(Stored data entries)
*** Block opens ***

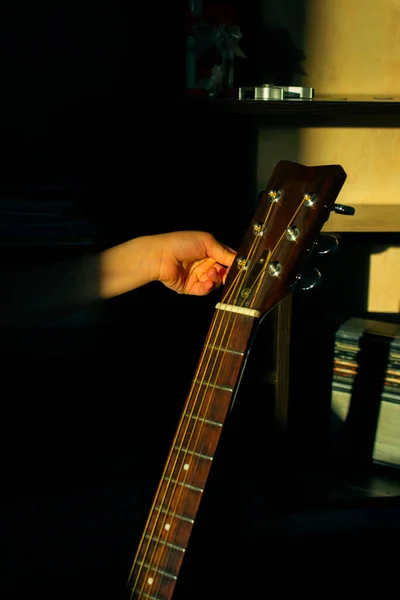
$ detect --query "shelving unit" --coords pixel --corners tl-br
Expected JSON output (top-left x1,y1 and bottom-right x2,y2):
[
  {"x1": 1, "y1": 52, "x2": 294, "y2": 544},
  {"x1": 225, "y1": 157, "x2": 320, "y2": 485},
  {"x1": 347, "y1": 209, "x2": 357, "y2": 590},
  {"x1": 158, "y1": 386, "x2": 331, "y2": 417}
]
[
  {"x1": 181, "y1": 95, "x2": 400, "y2": 464},
  {"x1": 181, "y1": 95, "x2": 400, "y2": 234},
  {"x1": 180, "y1": 95, "x2": 400, "y2": 126}
]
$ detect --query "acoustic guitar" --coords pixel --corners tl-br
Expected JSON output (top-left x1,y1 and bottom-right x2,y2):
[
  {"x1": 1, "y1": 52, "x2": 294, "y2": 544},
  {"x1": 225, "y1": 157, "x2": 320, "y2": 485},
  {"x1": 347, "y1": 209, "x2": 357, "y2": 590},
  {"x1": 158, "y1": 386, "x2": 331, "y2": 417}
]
[{"x1": 127, "y1": 159, "x2": 352, "y2": 599}]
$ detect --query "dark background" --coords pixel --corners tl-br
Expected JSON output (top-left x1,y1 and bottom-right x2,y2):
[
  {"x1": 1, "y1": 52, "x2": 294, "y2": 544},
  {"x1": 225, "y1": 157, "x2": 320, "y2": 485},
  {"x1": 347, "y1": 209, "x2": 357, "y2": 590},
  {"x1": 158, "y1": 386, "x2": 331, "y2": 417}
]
[
  {"x1": 0, "y1": 2, "x2": 275, "y2": 599},
  {"x1": 1, "y1": 2, "x2": 400, "y2": 598}
]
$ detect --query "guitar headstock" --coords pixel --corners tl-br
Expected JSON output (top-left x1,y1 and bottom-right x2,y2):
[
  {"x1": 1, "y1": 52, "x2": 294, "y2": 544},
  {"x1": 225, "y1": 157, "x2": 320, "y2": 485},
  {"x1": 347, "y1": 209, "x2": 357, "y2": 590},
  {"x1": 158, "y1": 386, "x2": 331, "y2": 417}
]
[{"x1": 222, "y1": 160, "x2": 349, "y2": 318}]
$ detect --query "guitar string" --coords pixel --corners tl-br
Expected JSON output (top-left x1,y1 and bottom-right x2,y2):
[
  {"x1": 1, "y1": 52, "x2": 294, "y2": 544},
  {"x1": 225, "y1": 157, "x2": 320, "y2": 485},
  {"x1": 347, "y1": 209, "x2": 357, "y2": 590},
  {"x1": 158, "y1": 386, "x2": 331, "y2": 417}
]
[
  {"x1": 148, "y1": 195, "x2": 310, "y2": 597},
  {"x1": 150, "y1": 314, "x2": 248, "y2": 599},
  {"x1": 132, "y1": 194, "x2": 278, "y2": 597},
  {"x1": 131, "y1": 221, "x2": 266, "y2": 593},
  {"x1": 149, "y1": 203, "x2": 289, "y2": 598},
  {"x1": 137, "y1": 201, "x2": 276, "y2": 598},
  {"x1": 133, "y1": 191, "x2": 304, "y2": 596},
  {"x1": 133, "y1": 261, "x2": 256, "y2": 598},
  {"x1": 131, "y1": 195, "x2": 303, "y2": 597}
]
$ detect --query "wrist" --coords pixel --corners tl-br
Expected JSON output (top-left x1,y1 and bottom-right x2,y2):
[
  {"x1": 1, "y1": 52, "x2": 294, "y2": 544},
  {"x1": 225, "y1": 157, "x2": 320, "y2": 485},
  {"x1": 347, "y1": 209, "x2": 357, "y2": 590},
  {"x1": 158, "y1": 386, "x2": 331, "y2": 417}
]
[{"x1": 99, "y1": 235, "x2": 161, "y2": 299}]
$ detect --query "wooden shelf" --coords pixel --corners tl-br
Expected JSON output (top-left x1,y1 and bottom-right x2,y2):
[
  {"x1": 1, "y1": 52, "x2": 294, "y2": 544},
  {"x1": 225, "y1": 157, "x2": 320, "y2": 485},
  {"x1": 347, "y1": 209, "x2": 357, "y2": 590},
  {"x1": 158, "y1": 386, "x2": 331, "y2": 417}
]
[
  {"x1": 181, "y1": 94, "x2": 400, "y2": 126},
  {"x1": 323, "y1": 205, "x2": 400, "y2": 232}
]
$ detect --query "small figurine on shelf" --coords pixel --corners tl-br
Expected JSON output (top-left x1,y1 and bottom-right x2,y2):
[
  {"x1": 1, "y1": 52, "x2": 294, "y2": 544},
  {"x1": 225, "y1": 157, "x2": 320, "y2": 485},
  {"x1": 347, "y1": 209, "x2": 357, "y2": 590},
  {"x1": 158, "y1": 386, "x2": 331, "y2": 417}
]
[{"x1": 185, "y1": 2, "x2": 246, "y2": 97}]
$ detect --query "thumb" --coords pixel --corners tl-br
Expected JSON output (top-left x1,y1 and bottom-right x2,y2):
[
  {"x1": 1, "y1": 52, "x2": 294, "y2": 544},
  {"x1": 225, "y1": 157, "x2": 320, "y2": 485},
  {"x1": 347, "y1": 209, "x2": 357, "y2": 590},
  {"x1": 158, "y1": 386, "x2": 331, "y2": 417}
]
[{"x1": 205, "y1": 235, "x2": 237, "y2": 266}]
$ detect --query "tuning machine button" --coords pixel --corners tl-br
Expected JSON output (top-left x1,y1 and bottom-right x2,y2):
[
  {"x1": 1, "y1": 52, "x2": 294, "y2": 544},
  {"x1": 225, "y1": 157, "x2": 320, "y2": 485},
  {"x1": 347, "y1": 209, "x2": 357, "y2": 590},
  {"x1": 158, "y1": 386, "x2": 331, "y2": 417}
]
[
  {"x1": 257, "y1": 189, "x2": 284, "y2": 204},
  {"x1": 286, "y1": 226, "x2": 300, "y2": 241},
  {"x1": 253, "y1": 222, "x2": 266, "y2": 236},
  {"x1": 293, "y1": 266, "x2": 322, "y2": 291},
  {"x1": 314, "y1": 233, "x2": 339, "y2": 255},
  {"x1": 267, "y1": 261, "x2": 282, "y2": 277},
  {"x1": 303, "y1": 193, "x2": 317, "y2": 207},
  {"x1": 268, "y1": 189, "x2": 283, "y2": 203},
  {"x1": 237, "y1": 256, "x2": 249, "y2": 270},
  {"x1": 333, "y1": 204, "x2": 355, "y2": 215}
]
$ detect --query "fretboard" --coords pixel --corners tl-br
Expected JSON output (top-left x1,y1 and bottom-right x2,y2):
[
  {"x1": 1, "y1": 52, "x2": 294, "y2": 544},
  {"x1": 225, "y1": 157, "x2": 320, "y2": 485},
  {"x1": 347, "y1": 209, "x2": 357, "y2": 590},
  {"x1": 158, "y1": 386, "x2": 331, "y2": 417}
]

*** Block closes ***

- AIM OF THE TASK -
Pull out every line of the records above that contains the word "shelf".

- YOUR SOLUTION -
$ detect --query "wooden shelf" --coords pixel --corners tl-br
$ detect --query "small figurine on shelf" --coords pixel --corners tl-br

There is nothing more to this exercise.